Count the lines in the records below that contain the word "white". Reply with the number alone.

(Detection examples)
***

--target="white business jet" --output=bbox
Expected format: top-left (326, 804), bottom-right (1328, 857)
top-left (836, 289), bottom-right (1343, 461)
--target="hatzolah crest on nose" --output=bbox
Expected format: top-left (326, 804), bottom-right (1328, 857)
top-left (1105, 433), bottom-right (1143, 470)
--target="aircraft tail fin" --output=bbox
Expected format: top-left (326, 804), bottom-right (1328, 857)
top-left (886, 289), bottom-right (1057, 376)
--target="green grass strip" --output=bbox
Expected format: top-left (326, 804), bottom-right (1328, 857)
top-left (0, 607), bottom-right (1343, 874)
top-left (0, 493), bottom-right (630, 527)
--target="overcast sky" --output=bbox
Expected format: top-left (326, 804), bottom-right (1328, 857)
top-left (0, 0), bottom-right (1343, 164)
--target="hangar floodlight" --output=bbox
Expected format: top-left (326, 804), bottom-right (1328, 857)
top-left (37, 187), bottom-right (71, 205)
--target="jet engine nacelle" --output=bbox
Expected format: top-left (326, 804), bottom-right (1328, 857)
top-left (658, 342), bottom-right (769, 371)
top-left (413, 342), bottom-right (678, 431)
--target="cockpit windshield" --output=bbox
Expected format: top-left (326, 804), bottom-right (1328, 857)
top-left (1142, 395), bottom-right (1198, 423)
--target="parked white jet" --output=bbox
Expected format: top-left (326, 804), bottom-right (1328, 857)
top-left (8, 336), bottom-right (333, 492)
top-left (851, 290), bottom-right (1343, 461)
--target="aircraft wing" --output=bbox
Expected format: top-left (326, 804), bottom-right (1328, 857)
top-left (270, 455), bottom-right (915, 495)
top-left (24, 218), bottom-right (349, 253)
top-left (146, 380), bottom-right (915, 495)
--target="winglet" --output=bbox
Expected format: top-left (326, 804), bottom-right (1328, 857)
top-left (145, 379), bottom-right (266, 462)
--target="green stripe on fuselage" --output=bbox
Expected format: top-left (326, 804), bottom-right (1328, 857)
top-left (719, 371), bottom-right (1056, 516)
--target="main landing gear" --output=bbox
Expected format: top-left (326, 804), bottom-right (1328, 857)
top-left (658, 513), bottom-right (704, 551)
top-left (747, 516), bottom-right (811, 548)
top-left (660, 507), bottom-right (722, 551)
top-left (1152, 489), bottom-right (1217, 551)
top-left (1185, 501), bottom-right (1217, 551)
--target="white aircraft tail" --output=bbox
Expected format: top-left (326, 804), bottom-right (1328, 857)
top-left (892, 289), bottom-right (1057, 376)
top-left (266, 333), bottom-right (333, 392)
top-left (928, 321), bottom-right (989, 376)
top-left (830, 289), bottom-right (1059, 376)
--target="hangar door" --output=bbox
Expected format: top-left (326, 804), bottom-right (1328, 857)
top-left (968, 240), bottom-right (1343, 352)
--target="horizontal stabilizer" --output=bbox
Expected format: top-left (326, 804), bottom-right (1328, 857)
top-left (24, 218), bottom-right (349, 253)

***

Exercise output. 3